→ **SOURCE EXTRACT**
■ ■ ■
Snorre H. Christiansen

Snorre H. Christiansen is Professor at the Department of Mathematics at the University of Oslo. His research area is differential equations and computational mathematics.

"I do research on numerical methods for simulating partial differential equations, especially finite element methods. Numerical simulations generate datasets consisting of approximate solutions to the equations and these are compared with exact solutions to assess the quality of the numerical method. Sometimes solutions are compared with benchmarks also. Code is sometimes made public (open source)."

Photo: University of Oslo

Lilli

Lilli Mittner

Lilli Mittner is Postdoctoral Researcher at the Centre for Women’s and Gender Research, UiT The Arctic University of Norway. Her research area is art and dementia

"I am currently exploring innovative understandings of dementia beyond human individual loss within the Artful Dementia Research Lab. Together with the local community we are developing situated art interventions as a novel method to capture aesthetic experiences beyond language and the rational mind. On the basis of a unique set of qualitative and arts-based data (such as video recordings, conversations, field notes, logbook writings and artworks) we are inquiring collectively in what it could mean to live with dementia. We further explore how to make the research process as open and transparent as possible and what ethics are at stake."
■ ■ ■
→ **RECORDED DATA**
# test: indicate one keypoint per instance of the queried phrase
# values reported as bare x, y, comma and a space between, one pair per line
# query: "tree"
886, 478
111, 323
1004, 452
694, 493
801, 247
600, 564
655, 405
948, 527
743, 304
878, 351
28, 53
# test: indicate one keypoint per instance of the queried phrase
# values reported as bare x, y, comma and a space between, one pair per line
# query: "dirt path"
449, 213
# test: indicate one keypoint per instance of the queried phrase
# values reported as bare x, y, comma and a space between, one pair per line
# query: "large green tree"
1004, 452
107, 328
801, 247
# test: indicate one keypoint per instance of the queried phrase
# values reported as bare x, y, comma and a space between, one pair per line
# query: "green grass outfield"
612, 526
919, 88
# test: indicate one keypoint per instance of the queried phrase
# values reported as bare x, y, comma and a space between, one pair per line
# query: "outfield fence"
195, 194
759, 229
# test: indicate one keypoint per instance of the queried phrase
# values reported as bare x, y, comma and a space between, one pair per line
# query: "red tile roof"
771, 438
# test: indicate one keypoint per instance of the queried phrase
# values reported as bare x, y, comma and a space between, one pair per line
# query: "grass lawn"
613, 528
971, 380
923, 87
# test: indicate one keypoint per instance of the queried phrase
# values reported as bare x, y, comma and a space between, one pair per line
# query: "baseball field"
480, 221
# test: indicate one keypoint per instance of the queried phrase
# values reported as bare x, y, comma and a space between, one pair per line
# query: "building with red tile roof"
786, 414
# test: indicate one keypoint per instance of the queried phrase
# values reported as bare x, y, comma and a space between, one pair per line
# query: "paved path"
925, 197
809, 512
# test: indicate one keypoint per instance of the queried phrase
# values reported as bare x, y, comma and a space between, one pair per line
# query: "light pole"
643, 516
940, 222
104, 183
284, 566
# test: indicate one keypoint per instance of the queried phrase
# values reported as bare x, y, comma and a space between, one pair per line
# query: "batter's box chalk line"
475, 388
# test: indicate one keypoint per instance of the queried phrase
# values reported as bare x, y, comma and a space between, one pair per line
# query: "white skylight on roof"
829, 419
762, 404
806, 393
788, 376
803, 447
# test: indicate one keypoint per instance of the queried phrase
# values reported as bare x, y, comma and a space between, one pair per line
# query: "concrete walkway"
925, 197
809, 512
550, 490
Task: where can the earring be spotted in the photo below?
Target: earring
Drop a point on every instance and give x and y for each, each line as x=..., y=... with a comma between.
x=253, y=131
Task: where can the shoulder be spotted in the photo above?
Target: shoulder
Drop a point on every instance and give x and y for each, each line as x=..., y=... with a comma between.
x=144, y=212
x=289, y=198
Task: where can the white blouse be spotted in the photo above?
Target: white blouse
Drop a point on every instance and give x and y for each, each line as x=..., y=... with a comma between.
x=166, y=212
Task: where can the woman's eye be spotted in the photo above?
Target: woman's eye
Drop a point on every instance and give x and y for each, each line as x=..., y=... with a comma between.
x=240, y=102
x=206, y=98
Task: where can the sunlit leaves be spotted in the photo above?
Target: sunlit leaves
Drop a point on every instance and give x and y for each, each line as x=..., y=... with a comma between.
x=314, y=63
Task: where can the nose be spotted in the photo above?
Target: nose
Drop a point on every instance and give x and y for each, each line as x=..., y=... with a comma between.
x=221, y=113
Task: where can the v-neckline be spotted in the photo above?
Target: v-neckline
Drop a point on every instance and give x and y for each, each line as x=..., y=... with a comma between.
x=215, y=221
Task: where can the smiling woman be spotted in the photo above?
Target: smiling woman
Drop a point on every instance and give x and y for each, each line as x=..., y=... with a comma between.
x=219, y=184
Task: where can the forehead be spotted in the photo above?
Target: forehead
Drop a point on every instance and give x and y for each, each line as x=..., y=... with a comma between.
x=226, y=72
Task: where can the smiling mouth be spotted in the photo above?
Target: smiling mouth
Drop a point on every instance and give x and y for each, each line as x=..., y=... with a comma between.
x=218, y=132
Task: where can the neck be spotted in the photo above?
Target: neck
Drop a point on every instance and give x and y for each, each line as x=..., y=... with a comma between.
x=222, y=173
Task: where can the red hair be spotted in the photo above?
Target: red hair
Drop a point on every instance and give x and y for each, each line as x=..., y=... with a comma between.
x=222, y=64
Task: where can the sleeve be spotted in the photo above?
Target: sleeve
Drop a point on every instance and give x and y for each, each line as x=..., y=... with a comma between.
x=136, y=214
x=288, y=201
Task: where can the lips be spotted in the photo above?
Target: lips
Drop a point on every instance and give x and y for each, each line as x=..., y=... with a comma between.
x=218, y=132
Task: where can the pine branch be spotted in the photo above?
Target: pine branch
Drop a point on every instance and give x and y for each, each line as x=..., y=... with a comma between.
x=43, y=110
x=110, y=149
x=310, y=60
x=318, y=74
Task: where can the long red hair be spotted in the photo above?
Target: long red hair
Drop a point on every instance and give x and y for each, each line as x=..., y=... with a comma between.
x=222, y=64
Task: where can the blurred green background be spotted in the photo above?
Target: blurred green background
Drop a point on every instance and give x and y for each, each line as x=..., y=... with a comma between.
■ ■ ■
→ **ACTIVITIES**
• a. In the researcher profiles, within which lab is Lilli Mittner exploring new understandings of dementia?
• b. From the researcher profiles, repeat the passage that begins with the words containing "Snorre H. Christiansen is" and ends with "and computational mathematics.".
The records come from a source unrelated to the researcher profiles.

→ **ANSWER SECTION**
• a. The Artful Dementia Research Lab.

• b.
Snorre H. Christiansen is Professor at the Department of Mathematics at the University of Oslo. His research area is differential equations and computational mathematics.